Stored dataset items
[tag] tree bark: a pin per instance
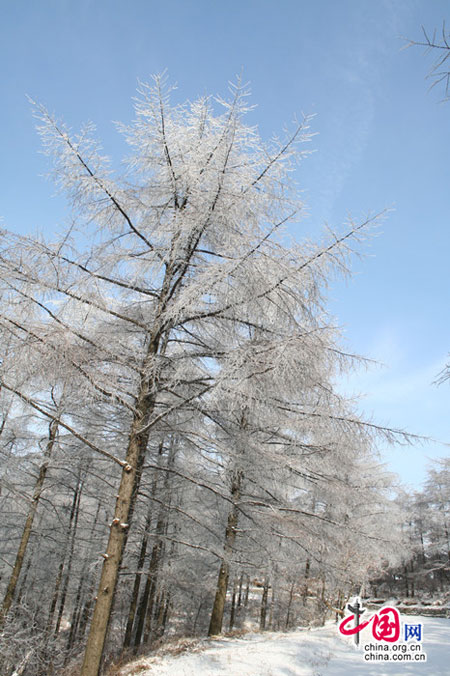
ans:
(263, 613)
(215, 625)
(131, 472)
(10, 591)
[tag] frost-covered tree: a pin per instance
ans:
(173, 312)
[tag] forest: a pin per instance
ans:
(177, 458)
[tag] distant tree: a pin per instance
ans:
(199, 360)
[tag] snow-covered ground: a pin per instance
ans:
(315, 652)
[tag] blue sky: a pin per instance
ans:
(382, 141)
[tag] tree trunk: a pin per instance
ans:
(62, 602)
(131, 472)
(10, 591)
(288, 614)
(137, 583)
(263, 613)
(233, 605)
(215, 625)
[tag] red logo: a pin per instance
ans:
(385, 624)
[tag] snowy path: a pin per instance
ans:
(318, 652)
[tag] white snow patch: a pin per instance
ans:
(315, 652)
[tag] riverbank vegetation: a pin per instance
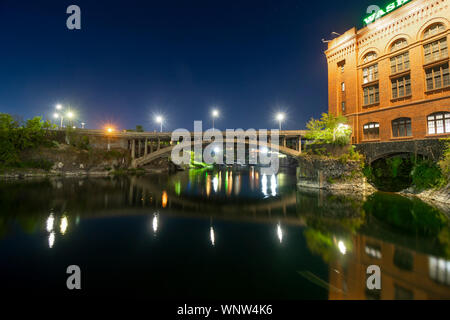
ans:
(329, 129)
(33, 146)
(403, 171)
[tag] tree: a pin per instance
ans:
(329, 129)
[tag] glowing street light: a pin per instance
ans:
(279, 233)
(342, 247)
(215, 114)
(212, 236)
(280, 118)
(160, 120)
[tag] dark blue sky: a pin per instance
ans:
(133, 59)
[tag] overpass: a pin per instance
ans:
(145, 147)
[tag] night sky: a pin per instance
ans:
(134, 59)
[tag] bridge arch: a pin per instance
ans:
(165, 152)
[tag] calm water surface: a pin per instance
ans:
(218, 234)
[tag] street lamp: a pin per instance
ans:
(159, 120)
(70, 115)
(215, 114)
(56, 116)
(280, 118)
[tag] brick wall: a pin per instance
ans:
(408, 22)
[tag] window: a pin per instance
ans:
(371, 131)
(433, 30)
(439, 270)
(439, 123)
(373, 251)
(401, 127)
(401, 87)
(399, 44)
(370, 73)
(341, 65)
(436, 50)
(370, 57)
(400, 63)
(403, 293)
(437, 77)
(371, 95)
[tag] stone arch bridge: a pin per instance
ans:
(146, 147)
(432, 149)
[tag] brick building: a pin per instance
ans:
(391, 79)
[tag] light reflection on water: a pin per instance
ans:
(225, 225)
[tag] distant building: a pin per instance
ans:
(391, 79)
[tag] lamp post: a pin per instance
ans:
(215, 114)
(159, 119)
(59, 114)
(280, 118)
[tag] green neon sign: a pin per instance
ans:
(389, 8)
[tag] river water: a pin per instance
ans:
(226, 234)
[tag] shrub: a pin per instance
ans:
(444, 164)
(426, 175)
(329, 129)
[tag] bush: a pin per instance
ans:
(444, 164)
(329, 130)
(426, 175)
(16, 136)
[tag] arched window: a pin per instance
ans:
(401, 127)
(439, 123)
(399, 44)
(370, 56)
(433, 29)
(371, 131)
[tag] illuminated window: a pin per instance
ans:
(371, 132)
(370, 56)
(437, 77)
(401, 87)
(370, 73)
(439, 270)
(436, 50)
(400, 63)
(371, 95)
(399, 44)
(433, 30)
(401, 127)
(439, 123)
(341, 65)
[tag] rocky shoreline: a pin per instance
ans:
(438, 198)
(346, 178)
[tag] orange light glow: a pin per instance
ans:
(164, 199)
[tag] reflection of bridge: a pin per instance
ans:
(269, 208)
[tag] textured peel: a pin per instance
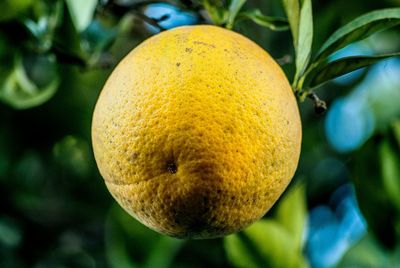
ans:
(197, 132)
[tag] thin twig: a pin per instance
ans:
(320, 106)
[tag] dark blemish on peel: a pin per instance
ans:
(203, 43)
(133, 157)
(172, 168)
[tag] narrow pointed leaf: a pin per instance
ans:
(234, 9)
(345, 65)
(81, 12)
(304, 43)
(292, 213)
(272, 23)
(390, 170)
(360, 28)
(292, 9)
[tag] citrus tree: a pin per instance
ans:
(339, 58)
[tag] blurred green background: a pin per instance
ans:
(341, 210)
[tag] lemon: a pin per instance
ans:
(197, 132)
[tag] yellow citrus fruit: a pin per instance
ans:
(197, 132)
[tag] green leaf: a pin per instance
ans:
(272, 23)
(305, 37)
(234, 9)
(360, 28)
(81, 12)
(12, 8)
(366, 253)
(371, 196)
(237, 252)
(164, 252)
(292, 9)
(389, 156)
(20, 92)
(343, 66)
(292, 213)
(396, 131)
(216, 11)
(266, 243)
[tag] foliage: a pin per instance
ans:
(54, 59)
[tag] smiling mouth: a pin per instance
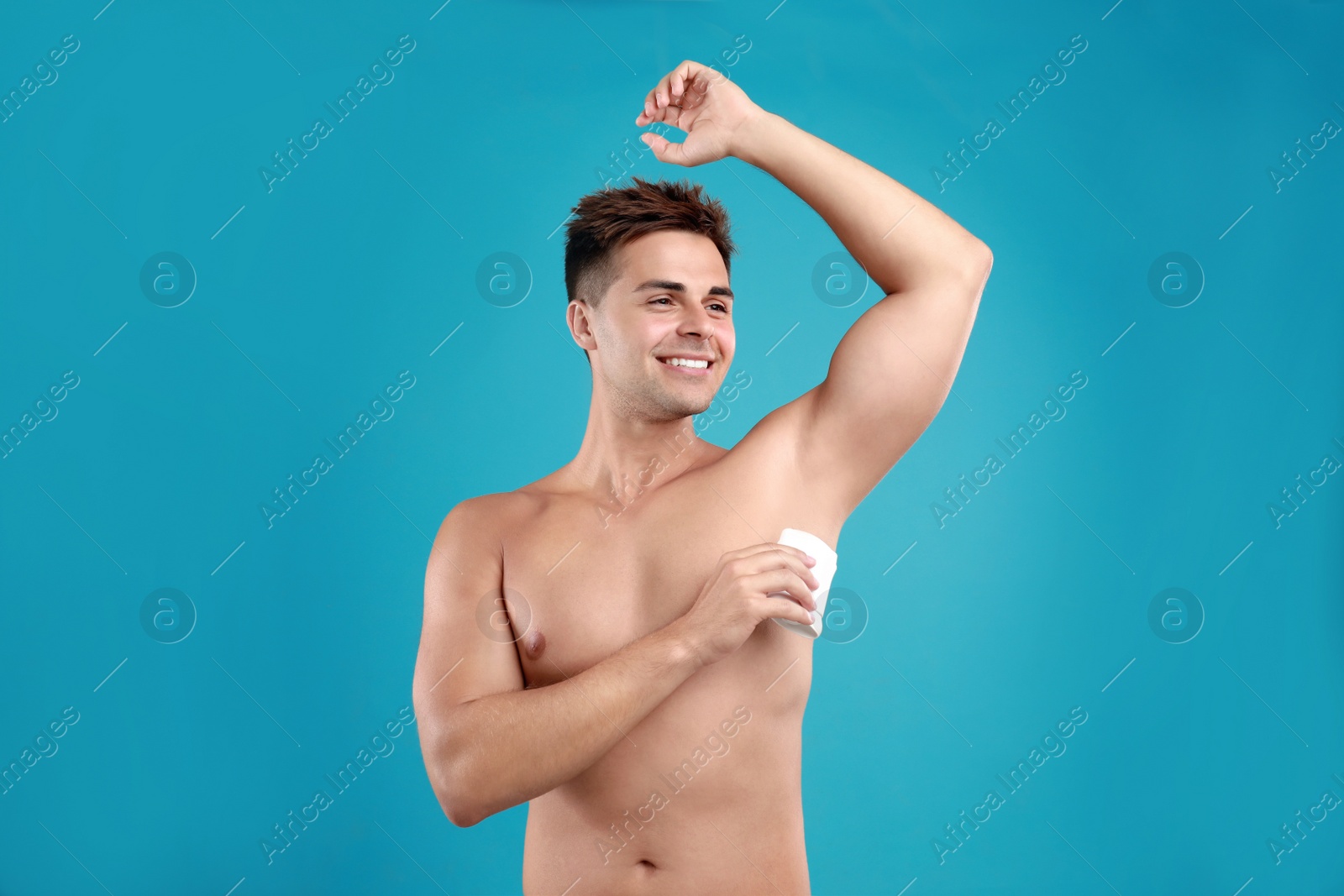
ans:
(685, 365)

■ **Work to do**
All the material shown above is to be copied exactly, with no pictures carried over.

■ **Expected answer**
[tag] tree bark: a pin per instance
ans:
(263, 613)
(215, 625)
(131, 472)
(10, 591)
[tag] frost-covered tree: a pin per instance
ans:
(173, 312)
[tag] forest: a pin per instance
ans:
(177, 458)
[tag] distant tree: a pin per instance
ans:
(199, 360)
[tag] snow-covered ground: a pin per instance
ans:
(315, 652)
[tag] blue sky: a pin per instance
ans:
(382, 141)
[tag] tree trunk: a pin per instance
ans:
(62, 602)
(131, 472)
(10, 591)
(288, 614)
(137, 583)
(263, 613)
(233, 605)
(215, 625)
[tag] red logo: a pin per instance
ans:
(385, 624)
[tag] snowy path: a pin per instance
ans:
(318, 652)
[tag] white snow patch: a pin per instance
ans:
(315, 652)
[tag] riverbank vegetation: a pin per instance
ans:
(329, 129)
(33, 146)
(403, 171)
[tag] tree: a pin per instance
ans:
(329, 129)
[tag] glowing street light: a pin per instance
ans:
(279, 233)
(342, 247)
(215, 114)
(212, 236)
(280, 118)
(160, 120)
[tag] dark blue sky: a pin per instance
ans:
(133, 59)
[tag] overpass: a pin per instance
ans:
(145, 147)
[tag] night sky: a pin per instance
ans:
(134, 59)
[tag] bridge arch: a pin per instance
ans:
(165, 152)
[tag] calm water surface: a pin per instance
ans:
(218, 234)
[tag] street lamp: a pin per instance
ans:
(159, 120)
(70, 115)
(215, 114)
(56, 116)
(280, 118)
[tag] brick wall: a pin per instance
ans:
(408, 22)
[tag] window: a pin per instance
ans:
(371, 131)
(433, 30)
(439, 270)
(439, 123)
(373, 251)
(401, 127)
(401, 87)
(399, 44)
(370, 73)
(341, 65)
(436, 50)
(370, 57)
(400, 63)
(403, 293)
(437, 77)
(371, 95)
[tag] stone arch bridge: a pin per instance
ans:
(146, 147)
(432, 149)
[tag] brick building: a pin per instance
ans:
(391, 79)
[tag] light reflection on water: a pin per instance
ans:
(225, 225)
[tag] distant building: a pin per instance
ans:
(391, 79)
[tag] lamp post: a pin per instance
ans:
(215, 114)
(159, 119)
(59, 114)
(280, 118)
[tag] green neon sign: a pin per instance
ans:
(389, 8)
[tag] river water: a pin per instance
ans:
(226, 234)
[tag] shrub: a pin per instance
ans:
(444, 164)
(426, 175)
(329, 129)
[tag] bush: a pin per instance
ans:
(444, 164)
(329, 130)
(426, 175)
(16, 136)
[tag] arched window: a pin per instance
ans:
(401, 127)
(439, 123)
(399, 44)
(370, 56)
(433, 29)
(371, 131)
[tag] illuminated window: a pin per instance
ans:
(371, 132)
(370, 56)
(437, 77)
(401, 87)
(370, 73)
(439, 270)
(436, 50)
(400, 63)
(371, 95)
(399, 44)
(433, 30)
(401, 127)
(439, 123)
(341, 65)
[tag] rocky shoreline: a pin per instance
ans:
(438, 198)
(346, 178)
[tag] orange light glow: a pin per instance
ans:
(164, 199)
[tag] reflection of bridge: a pin per instance
ans:
(269, 208)
[tag] textured peel: a pin per instance
ans:
(197, 132)
[tag] thin twig: a pin per instance
ans:
(320, 106)
[tag] dark blemish on peel: a pin per instance
ans:
(203, 43)
(133, 157)
(172, 168)
[tag] narrow pointed leaf: a pin per instance
ans:
(234, 9)
(345, 65)
(81, 12)
(304, 43)
(292, 213)
(272, 23)
(390, 170)
(360, 28)
(292, 9)
[tag] citrus tree: a pin per instance
ans:
(339, 58)
[tag] blurred green background: a pin per instance
ans:
(341, 210)
[tag] lemon: a pin per instance
ans:
(197, 132)
[tag] yellow citrus fruit: a pin per instance
ans:
(197, 132)
[tag] green leaf: a pin per instance
ans:
(272, 23)
(305, 37)
(234, 9)
(360, 28)
(81, 12)
(12, 8)
(366, 253)
(371, 196)
(237, 252)
(164, 252)
(292, 9)
(389, 156)
(20, 92)
(343, 66)
(292, 213)
(396, 131)
(216, 11)
(266, 243)
[tag] foliage: a pin per instance
ans:
(54, 59)
[tag] smiling mouth: a pin per instance
ans:
(685, 365)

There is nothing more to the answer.